▶ Exercise task:
Write out every line below again, requests included, shifting each coordinate pair by adding 27 to both of its numbers. Leave the pictures out.
================
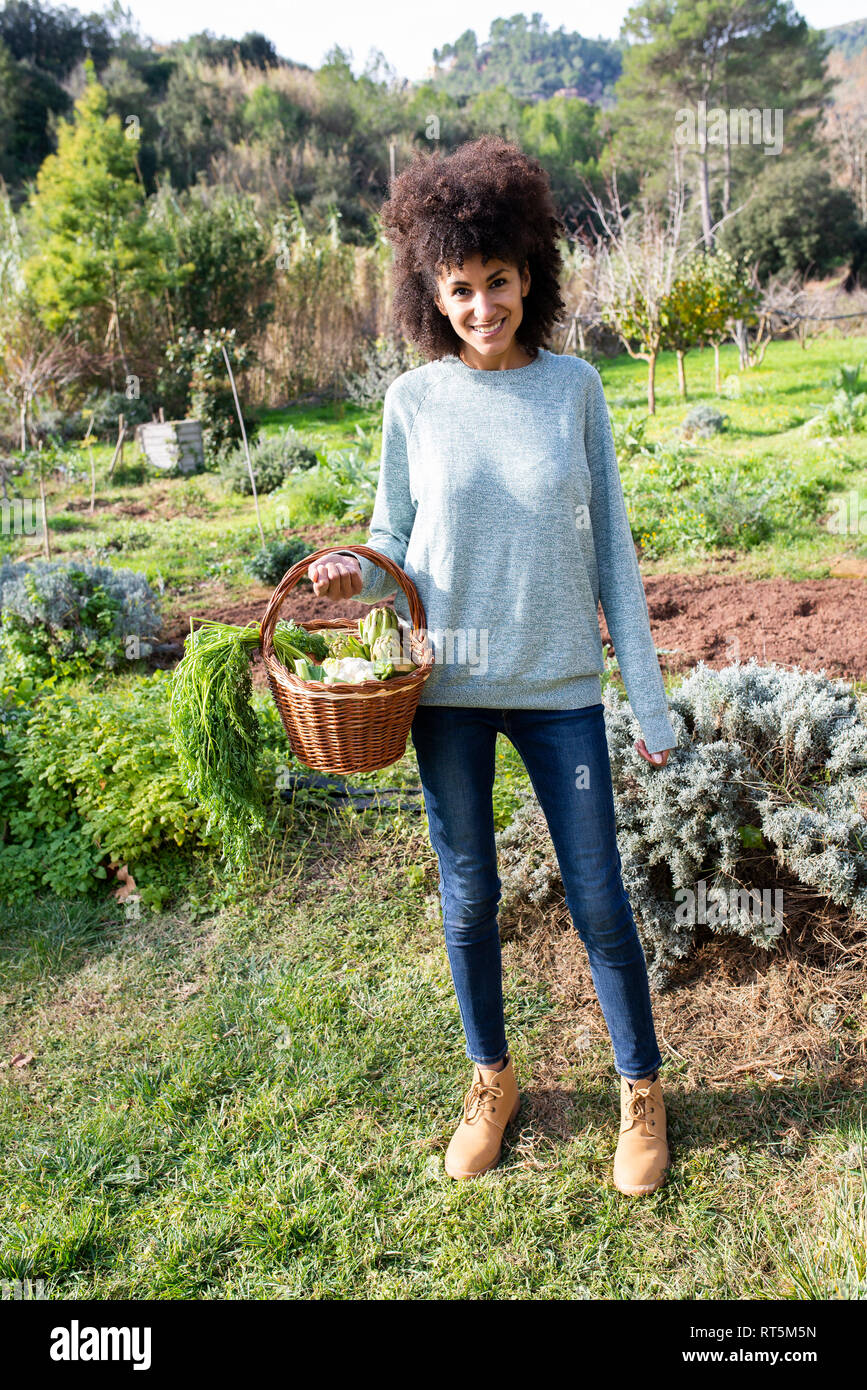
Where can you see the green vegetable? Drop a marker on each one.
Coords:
(307, 670)
(375, 624)
(346, 644)
(311, 644)
(214, 729)
(348, 669)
================
▶ Response to this exercise:
Where can you see the green vegetable? Drop a marker on each one.
Coords:
(334, 697)
(402, 651)
(373, 671)
(338, 671)
(241, 756)
(375, 696)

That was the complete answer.